_Task description_
Edit the lines from the one containing "[point] every instance of the ceiling" through the end of the records: replace "ceiling fan" with "overhead fan" and keep everything else the same. Give only those lines.

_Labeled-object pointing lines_

▽

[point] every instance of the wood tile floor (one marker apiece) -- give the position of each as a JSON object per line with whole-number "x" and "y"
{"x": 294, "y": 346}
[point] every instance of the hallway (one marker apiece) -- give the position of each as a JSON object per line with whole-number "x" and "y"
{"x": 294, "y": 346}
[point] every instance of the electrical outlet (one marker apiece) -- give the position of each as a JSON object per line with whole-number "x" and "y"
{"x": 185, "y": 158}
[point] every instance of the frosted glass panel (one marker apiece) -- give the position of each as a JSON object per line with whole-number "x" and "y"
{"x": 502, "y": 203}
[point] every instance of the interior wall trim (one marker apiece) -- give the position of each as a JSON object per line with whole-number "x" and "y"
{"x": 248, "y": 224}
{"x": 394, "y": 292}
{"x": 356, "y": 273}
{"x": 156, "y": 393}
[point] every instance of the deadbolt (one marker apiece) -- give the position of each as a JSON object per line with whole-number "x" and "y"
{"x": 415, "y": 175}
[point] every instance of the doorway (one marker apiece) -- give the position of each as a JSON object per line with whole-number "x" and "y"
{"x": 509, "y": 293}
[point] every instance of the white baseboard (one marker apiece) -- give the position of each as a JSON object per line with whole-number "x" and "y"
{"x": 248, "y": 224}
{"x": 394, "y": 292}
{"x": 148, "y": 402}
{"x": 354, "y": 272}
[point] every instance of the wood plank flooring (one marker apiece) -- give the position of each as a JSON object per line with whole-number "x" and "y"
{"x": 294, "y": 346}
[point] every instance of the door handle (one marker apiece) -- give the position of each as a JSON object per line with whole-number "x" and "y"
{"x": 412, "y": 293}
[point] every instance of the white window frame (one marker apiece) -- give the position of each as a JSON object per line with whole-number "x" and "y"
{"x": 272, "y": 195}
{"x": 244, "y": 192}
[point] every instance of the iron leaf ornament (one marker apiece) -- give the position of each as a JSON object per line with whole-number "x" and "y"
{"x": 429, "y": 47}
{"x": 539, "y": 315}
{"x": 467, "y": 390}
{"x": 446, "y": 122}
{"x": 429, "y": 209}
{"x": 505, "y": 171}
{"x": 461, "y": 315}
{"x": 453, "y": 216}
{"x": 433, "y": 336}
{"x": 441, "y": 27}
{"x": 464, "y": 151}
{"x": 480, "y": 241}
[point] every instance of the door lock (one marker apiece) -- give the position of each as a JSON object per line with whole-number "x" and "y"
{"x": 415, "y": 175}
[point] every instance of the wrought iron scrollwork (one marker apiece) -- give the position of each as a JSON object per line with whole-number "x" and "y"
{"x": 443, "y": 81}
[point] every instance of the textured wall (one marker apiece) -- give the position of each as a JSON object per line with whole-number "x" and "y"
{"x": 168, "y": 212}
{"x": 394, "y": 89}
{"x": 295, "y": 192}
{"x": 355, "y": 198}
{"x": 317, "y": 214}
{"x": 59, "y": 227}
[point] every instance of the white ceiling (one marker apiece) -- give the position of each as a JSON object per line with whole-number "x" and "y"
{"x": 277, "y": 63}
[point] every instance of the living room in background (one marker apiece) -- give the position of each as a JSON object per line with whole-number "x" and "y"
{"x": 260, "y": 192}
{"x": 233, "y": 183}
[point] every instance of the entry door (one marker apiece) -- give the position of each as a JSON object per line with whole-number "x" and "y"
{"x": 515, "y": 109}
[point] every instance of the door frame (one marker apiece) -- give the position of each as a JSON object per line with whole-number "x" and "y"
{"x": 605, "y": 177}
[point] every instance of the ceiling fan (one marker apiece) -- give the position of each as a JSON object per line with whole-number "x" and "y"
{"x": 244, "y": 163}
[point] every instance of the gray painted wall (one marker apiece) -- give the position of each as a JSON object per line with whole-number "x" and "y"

△

_Task result_
[point] every instance of the overhead fan (one marker apiece) -- give the position of each as a JSON object per line with whole-number "x" and "y"
{"x": 244, "y": 163}
[point] every instance of the gray painted wall (one marker apiece) -- give the position of each as a JSON object per line with whole-number "x" and "y"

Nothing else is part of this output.